SELECTED PASSAGE
---------------
As a professional baseball player, Roberto Clemente is considered one of Puerto Rico’s most important players and became the first Latin American to enter the National Baseball Hall of Fame and Museum. As a civilian, he became known for his philanthropic activities and for being outspoken in civic issues that affected the Hispanic and black communities. In both of these facets, Clemente left a long lasting legacy that remains socially relevant and the subject of academic study and recognitions fifty years after his death.

Accolades
 Dr. Martin Luther King Jr., speaking on July 9, 1961 with Pittsburgh Post-Gazette sports editor Al Abrams, said "They are honoring a great one in Clemente. I have been watching his career ever since he joined the Pittsburgh club. Roberto should wind up as one of the all-time stars before he is through."
 Willie Mays, while fielding questions from reporters following the announcement of his election to the Hall of Fame on January 23, 1979, called Clemente the best player he ever saw, other than himself. Mays reiterated his assessment of Clemente on January 26, 1979, stating that, "He could do anything with a bat and in the field." Mays has repeatedly through the years stood by his statements regarding Clemente.

 Barry Bonds, speaking in 1992, told the Pittsburgh Tribune-Review, "When I’m done, I want people to say, 'He’s the best.' Right field belongs to Roberto Clemente, center field belongs to Willie Mays. I want left field to belong to me."
 Sandy Koufax, interviewed shortly after the selection of MLB's All-Century Team (from which Clemente was conspicuously absent), was asked to assess fellow honorees. Dubbing Mays the greatest player he'd ever seen and Aaron the greatest hitter, Koufax said that this "raises the question of where you put Clemente; he's right there." This is consistent with Koufax's 1965 magazine article ranking Clemente just behind Aaron at the top of his "toughest batter" list, while also emphasizing the former's immense power. "The longest ball I ever saw hit to the opposite field was hit off me by Clemente at the Los Angeles Coliseum in 1961. It was a fastball on the outside corner, and he drove it out of the park – not just over the fence, he knocked it way out. I didn’t think a right-handed batter could hit it out of the field just at that point but Clemente did." Moreover, it appears that, by his own estimation, the longest blast ever yielded by Koufax in any direction was launched by Clemente at Forbes Field on May 31, 1964.
 Duke Snider wrote that "Carl Furillo was the best right fielder I ever saw until Roberto Clemente came along, and Clemente was possibly the best ballplayer I’ve ever seen. And just think that we could have had Clemente in our outfield."
 Sparky Anderson, in his eponymous 1990 memoir, writes, "Walking away… Roberto Clemente is my premier outfielder – period. I saw more of Clemente than I wanted to when I managed against him. He could hit for power when he had to. When he wanted to slap it to right, he shot the ball like a bullet. Plus, he could fly. When he hit a ground ball to the infield, he was flying to first. That fielder better not be napping. Clemente was a remarkable man because at the ages of thirty-four and thirty-five, he played like he was twenty-one. I never saw anything like it. [...] That’s how I’ll always remember him – as a man who played with youthful energy."
---------------
DATASET EXCERPTS
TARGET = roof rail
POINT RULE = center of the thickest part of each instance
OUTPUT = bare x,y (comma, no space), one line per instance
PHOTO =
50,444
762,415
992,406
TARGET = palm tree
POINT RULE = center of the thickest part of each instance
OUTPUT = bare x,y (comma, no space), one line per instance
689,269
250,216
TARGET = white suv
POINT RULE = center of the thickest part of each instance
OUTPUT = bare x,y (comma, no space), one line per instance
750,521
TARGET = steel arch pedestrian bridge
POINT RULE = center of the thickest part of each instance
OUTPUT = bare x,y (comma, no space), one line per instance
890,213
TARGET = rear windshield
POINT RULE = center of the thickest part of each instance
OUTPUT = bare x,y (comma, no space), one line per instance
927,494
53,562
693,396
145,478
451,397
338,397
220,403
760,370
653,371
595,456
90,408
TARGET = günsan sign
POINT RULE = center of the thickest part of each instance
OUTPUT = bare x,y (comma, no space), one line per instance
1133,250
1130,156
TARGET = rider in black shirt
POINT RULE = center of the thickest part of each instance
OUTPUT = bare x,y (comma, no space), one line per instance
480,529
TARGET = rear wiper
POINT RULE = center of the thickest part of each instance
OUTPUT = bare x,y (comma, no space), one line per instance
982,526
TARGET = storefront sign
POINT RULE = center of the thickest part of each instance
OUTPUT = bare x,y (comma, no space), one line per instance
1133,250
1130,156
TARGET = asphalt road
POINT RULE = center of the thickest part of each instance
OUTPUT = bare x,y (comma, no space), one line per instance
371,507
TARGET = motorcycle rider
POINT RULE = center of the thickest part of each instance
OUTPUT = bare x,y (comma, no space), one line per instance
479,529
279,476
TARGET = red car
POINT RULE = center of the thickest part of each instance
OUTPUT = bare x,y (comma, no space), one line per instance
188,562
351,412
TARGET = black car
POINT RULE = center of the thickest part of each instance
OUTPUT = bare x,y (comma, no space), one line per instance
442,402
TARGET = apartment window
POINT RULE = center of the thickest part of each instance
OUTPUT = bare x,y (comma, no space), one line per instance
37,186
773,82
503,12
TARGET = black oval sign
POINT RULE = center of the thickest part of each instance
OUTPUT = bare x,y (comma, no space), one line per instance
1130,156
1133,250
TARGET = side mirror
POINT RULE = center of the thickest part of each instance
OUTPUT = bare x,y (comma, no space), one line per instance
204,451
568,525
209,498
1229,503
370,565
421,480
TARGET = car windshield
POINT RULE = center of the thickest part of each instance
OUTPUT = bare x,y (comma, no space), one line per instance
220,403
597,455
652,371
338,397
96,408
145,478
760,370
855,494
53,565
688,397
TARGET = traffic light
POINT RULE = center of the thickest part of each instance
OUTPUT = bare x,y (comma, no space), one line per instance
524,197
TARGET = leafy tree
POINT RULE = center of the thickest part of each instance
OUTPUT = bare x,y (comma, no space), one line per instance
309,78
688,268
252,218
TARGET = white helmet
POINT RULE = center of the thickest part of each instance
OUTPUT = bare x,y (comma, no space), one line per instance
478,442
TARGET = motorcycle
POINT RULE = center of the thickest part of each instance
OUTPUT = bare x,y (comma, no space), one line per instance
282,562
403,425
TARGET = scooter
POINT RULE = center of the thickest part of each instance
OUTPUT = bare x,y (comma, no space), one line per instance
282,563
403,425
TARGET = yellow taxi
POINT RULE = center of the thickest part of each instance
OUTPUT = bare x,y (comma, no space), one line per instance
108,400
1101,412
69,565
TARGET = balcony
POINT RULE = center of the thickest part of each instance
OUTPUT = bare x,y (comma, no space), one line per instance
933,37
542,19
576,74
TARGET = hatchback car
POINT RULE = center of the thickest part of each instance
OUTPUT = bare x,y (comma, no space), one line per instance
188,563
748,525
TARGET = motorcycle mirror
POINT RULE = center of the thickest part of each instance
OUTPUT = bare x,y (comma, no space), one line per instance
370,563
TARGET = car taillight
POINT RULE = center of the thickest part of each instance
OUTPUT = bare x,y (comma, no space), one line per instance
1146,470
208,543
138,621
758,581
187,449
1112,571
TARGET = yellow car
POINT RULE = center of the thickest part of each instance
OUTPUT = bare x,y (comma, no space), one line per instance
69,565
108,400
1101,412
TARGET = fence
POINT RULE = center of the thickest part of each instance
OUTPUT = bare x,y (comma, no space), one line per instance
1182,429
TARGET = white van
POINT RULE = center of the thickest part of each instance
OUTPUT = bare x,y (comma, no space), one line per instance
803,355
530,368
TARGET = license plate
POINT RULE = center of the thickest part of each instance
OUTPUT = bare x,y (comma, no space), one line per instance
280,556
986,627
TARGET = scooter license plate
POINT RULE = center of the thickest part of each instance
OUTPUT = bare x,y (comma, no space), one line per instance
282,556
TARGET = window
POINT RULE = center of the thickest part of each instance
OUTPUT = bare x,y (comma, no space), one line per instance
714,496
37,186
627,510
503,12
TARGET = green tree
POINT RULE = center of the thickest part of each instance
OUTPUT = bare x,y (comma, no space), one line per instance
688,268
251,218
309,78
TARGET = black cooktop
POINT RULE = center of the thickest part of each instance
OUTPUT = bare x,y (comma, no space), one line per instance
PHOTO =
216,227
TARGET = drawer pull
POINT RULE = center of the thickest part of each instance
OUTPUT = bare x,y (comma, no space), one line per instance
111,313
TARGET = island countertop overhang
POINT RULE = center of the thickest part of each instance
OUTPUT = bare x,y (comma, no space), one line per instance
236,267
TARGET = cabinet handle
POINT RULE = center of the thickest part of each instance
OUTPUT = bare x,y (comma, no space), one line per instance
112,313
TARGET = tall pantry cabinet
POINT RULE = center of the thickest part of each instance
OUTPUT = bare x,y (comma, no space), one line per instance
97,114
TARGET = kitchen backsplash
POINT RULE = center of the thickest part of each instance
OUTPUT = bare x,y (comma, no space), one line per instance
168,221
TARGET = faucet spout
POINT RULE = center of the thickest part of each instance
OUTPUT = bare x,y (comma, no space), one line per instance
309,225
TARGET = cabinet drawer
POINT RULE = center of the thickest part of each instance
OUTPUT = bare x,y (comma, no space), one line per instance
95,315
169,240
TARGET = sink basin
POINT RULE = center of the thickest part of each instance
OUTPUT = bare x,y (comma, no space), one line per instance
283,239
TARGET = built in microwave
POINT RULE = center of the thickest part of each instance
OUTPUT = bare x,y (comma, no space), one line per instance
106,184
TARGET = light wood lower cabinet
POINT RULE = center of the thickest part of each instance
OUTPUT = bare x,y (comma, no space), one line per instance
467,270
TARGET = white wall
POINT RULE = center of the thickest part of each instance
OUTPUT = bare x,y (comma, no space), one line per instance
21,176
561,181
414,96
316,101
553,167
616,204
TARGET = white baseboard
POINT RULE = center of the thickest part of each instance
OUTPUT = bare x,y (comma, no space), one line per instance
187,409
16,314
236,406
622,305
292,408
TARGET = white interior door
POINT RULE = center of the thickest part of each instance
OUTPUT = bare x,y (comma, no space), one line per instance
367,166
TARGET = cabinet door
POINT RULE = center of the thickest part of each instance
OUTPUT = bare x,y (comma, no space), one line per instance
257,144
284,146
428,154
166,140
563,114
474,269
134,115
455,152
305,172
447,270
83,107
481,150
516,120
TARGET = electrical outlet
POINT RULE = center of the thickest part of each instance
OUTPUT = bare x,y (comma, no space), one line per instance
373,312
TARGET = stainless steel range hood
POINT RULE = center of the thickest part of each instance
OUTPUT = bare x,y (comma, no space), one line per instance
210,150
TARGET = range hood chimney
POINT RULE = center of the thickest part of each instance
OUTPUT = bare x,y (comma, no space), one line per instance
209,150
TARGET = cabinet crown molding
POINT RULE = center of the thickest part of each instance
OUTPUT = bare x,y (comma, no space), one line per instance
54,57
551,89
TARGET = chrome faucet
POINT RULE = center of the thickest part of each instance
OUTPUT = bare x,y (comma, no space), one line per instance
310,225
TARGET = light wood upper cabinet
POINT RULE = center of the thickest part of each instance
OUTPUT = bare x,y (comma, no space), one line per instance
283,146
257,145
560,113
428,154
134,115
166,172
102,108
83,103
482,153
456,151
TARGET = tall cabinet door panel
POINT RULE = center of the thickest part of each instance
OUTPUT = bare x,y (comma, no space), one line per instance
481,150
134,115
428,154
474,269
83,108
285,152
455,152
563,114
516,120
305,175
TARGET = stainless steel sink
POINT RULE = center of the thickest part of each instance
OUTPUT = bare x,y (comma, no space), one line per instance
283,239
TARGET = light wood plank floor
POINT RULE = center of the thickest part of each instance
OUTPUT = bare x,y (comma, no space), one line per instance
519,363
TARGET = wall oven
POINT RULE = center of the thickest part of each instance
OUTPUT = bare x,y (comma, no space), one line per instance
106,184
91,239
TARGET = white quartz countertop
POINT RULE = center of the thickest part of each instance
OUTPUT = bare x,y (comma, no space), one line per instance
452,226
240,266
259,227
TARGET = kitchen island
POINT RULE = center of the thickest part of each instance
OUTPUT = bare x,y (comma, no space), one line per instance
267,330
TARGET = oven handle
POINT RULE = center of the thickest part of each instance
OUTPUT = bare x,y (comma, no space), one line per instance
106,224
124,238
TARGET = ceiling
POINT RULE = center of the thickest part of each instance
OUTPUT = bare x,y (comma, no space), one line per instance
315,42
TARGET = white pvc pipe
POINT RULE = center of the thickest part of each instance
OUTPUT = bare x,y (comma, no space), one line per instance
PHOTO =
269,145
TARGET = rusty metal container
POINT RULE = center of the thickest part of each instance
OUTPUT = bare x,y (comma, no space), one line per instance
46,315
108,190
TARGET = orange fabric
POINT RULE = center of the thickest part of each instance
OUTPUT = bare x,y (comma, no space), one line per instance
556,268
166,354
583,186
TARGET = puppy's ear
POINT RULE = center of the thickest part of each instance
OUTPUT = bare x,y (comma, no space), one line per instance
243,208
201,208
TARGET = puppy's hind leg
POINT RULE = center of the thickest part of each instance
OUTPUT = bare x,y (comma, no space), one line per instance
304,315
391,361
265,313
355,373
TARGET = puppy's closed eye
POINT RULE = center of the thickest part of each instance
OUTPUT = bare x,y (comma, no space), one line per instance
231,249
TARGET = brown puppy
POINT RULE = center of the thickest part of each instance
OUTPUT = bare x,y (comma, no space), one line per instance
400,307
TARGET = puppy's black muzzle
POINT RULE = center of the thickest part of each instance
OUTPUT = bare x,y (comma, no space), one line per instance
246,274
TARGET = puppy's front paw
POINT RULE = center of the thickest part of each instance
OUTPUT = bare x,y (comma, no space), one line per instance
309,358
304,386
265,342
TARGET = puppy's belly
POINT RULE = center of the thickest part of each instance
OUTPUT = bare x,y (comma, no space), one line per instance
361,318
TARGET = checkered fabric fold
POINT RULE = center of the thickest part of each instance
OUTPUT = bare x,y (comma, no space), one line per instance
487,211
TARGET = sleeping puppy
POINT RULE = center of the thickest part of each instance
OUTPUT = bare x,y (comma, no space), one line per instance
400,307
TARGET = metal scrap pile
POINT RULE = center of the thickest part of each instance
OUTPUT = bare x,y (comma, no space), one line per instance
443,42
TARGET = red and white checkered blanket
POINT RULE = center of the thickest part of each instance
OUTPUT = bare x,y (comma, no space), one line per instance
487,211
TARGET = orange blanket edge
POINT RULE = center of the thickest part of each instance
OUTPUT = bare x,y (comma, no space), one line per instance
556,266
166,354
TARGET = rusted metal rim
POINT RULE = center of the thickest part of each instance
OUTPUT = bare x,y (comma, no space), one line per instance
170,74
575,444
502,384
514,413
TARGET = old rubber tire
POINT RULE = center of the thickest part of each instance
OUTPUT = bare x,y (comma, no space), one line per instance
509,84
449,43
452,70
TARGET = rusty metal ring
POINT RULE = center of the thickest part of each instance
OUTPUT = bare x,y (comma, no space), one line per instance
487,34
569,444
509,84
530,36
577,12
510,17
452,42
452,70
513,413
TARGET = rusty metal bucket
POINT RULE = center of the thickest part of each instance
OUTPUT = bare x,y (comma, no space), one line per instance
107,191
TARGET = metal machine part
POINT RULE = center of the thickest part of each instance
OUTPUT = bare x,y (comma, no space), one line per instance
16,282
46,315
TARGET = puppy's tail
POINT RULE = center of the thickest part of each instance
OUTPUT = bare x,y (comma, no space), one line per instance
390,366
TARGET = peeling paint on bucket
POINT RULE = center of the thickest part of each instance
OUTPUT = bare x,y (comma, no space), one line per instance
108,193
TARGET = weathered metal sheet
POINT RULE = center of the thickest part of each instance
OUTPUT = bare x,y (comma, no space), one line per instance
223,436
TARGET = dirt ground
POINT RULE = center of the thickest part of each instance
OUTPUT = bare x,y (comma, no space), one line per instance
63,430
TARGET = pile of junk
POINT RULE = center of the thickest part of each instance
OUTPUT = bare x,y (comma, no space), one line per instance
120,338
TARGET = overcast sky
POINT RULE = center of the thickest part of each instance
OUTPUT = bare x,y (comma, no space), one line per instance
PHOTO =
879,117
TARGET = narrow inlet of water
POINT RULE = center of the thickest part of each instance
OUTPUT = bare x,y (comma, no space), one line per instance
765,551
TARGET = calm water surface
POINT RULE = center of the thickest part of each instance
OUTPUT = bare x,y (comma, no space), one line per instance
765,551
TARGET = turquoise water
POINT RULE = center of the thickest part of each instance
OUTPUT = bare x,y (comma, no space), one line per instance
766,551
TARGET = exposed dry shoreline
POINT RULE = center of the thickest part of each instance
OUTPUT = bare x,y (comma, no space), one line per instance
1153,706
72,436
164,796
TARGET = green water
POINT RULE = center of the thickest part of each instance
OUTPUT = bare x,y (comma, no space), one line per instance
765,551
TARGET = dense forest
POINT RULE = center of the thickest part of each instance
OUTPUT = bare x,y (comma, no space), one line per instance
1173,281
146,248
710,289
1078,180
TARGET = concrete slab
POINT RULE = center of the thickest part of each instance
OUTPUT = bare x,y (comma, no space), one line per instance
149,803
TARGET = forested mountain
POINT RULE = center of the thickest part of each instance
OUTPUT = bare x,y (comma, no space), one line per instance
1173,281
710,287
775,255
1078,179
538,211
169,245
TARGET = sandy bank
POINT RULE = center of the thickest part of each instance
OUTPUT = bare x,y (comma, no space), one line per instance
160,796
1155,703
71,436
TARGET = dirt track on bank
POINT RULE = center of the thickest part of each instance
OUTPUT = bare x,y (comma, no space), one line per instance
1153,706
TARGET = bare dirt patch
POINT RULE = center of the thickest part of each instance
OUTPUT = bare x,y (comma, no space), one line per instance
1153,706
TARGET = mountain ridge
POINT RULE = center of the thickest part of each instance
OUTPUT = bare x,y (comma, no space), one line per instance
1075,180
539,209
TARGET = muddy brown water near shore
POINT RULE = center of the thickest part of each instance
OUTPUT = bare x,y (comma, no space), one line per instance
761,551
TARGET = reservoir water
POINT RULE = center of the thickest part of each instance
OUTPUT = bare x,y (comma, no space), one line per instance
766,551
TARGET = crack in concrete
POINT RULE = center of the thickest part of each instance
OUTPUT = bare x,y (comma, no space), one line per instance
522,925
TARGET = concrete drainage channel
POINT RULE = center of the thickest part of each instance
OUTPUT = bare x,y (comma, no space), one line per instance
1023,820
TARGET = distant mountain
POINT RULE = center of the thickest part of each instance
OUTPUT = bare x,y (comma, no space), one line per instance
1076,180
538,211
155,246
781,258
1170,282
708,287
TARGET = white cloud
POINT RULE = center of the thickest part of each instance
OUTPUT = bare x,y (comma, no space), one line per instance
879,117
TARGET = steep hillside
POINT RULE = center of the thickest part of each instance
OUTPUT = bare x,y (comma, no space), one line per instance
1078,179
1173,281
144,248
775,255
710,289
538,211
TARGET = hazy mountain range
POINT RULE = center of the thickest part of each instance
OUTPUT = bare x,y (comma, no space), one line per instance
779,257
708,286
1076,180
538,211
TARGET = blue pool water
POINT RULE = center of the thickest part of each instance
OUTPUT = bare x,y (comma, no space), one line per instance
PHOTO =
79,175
---------------
WRITTEN PROBLEM
Repeat word for word the part of the Roberto Clemente text from "Willie Mays, while" to "statements regarding Clemente.". The records were taken from a separate source.

RESPONSE TO THE TASK
Willie Mays, while fielding questions from reporters following the announcement of his election to the Hall of Fame on January 23, 1979, called Clemente the best player he ever saw, other than himself. Mays reiterated his assessment of Clemente on January 26, 1979, stating that, "He could do anything with a bat and in the field." Mays has repeatedly through the years stood by his statements regarding Clemente.